### Problem to solve
Set out exactly, and with nothing added, the line containing "In this exercise you will mark the small" and every line after it through the final line of the data.

### Material provided

------------------------------------------------------------

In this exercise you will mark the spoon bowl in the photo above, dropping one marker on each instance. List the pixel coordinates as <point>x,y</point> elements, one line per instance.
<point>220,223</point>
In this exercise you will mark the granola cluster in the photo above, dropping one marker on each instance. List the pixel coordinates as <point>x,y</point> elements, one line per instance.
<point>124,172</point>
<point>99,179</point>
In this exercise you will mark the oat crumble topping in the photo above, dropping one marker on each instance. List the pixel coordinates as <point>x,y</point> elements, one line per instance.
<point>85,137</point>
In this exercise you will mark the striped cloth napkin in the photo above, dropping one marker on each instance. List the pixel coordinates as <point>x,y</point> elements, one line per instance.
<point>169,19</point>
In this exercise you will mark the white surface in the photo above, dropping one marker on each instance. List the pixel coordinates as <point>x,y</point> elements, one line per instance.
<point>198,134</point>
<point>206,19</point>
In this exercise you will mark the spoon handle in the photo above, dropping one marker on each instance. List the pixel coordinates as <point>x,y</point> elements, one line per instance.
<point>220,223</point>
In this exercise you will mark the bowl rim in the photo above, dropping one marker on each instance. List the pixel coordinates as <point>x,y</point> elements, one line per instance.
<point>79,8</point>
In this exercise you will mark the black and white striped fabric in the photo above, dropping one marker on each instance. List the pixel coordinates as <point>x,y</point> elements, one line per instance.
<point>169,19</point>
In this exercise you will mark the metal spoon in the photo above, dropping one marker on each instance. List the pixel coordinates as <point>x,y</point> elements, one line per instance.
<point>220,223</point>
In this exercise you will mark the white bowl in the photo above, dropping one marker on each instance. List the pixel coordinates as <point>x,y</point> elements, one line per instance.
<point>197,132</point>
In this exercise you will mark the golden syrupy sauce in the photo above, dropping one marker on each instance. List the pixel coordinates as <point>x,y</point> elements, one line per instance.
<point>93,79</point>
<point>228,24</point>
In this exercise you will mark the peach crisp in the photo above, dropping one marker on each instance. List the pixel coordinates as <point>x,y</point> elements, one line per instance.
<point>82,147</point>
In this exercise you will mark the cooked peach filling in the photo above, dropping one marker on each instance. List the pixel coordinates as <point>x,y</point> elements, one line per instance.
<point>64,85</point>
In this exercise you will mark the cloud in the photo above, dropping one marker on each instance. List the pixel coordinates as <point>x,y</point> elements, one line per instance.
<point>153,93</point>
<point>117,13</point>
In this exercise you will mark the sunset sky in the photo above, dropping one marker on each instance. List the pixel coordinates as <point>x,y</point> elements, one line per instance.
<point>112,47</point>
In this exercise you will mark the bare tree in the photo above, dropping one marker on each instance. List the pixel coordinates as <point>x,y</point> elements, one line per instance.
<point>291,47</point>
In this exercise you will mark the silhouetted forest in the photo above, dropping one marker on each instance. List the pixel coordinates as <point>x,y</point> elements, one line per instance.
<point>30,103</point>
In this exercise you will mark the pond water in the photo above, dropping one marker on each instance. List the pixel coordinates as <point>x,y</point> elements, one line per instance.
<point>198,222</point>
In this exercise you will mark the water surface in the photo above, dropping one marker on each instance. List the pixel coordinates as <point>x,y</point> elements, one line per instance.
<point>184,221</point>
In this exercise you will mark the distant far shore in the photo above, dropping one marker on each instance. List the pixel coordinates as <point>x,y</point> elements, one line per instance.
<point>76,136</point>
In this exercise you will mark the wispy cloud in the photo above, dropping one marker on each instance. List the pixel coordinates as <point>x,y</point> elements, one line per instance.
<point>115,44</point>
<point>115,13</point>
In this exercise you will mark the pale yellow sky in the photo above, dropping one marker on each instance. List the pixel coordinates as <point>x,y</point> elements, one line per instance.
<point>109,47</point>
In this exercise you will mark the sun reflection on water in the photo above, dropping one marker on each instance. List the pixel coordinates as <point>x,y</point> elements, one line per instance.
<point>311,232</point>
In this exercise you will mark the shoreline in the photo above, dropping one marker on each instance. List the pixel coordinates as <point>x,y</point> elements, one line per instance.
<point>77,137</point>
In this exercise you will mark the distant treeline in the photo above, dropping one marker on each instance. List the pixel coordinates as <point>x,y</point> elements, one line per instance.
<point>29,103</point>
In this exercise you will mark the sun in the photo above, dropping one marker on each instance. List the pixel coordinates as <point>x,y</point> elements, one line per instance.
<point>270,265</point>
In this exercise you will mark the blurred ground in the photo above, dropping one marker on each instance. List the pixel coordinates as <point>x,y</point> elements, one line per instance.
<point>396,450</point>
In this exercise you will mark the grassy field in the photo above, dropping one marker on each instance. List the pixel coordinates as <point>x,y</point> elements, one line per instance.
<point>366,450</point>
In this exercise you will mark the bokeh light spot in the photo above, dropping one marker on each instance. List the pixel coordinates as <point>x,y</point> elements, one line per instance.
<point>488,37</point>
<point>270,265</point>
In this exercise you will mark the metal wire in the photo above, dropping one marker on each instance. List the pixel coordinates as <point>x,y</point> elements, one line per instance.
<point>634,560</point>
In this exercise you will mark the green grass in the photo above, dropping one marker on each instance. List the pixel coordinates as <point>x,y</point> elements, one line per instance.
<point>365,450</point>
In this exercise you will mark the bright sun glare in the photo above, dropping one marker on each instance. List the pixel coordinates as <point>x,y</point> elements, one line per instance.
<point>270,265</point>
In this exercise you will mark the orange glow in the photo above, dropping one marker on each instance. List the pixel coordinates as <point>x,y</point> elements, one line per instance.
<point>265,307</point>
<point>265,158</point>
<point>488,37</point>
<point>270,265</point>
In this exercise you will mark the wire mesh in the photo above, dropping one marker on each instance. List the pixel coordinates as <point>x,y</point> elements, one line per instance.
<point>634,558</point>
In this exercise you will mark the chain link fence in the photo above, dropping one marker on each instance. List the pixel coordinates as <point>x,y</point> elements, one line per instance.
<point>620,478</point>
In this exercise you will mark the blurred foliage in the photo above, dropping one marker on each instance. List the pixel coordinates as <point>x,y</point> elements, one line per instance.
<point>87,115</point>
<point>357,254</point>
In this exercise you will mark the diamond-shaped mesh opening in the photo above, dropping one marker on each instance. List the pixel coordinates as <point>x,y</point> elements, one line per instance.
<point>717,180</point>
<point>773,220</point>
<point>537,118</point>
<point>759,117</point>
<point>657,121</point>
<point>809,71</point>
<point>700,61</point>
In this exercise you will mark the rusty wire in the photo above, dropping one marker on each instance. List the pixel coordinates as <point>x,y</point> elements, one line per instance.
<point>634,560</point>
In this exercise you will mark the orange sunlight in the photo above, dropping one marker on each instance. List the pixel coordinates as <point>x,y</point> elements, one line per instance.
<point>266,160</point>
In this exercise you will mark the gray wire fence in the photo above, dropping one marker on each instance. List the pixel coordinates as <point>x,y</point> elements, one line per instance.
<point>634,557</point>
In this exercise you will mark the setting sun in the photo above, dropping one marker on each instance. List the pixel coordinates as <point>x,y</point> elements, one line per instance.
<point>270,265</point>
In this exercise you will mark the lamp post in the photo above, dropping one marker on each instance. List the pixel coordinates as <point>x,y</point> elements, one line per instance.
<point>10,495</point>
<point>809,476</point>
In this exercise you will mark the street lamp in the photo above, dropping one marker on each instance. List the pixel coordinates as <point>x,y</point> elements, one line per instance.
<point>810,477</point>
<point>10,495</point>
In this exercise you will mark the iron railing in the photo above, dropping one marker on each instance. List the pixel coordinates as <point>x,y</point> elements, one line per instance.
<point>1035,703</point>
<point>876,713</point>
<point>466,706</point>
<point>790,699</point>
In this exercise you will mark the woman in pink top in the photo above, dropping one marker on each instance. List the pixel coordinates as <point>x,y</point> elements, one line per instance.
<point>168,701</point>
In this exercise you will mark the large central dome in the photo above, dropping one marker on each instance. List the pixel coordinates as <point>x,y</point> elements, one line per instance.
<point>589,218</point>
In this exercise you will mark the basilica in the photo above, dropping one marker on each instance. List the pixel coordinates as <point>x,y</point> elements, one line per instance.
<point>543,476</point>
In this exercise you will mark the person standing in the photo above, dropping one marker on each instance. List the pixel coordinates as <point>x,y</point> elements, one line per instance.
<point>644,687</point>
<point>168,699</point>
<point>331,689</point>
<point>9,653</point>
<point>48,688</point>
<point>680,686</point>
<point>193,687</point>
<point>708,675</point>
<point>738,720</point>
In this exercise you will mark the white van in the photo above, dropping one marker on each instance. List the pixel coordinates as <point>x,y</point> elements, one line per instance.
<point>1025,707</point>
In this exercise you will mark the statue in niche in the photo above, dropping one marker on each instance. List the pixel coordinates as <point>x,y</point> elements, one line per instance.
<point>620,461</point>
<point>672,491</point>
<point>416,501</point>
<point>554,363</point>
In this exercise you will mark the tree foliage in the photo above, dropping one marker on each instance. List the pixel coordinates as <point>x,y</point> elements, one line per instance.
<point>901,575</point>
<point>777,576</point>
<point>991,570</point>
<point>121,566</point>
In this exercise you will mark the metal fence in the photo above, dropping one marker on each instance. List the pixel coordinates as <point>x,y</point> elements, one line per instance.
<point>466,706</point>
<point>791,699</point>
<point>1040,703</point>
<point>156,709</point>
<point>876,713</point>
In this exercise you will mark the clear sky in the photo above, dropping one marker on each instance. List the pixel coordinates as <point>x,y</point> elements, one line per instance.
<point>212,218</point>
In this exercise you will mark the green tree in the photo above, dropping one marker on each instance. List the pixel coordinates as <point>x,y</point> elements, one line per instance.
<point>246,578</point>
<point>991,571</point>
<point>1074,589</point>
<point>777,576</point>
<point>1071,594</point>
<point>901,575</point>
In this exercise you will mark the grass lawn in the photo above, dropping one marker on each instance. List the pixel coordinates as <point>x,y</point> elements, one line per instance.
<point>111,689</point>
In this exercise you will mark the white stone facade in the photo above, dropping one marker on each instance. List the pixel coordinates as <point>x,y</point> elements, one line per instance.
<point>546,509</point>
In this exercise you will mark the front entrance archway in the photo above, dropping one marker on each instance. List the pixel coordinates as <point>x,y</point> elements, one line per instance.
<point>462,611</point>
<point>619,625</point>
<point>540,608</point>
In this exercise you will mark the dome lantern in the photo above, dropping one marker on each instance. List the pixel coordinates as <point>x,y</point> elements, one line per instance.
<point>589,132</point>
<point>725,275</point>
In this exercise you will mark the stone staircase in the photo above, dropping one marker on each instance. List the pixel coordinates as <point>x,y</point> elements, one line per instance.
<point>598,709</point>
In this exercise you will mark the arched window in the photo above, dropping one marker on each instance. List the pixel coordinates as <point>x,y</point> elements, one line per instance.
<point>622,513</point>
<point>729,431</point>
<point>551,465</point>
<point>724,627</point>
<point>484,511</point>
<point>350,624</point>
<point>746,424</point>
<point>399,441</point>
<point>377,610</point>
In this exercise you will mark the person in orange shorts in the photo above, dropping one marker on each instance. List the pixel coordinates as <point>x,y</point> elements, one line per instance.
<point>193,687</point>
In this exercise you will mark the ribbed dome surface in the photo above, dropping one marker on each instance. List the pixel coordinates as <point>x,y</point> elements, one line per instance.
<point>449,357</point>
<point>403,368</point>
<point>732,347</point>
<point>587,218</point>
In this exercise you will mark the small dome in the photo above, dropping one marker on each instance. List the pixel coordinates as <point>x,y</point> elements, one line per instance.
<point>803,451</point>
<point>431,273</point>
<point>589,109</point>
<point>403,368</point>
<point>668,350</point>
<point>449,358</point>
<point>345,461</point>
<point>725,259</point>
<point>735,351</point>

------------------------------------------------------------

### The completed task
In this exercise you will mark the small dome in the photo above, dropping one marker on each instance. List the pixel coordinates as <point>x,y</point> elements, one line per instance.
<point>803,451</point>
<point>431,273</point>
<point>589,109</point>
<point>403,368</point>
<point>668,350</point>
<point>449,358</point>
<point>345,461</point>
<point>725,259</point>
<point>735,351</point>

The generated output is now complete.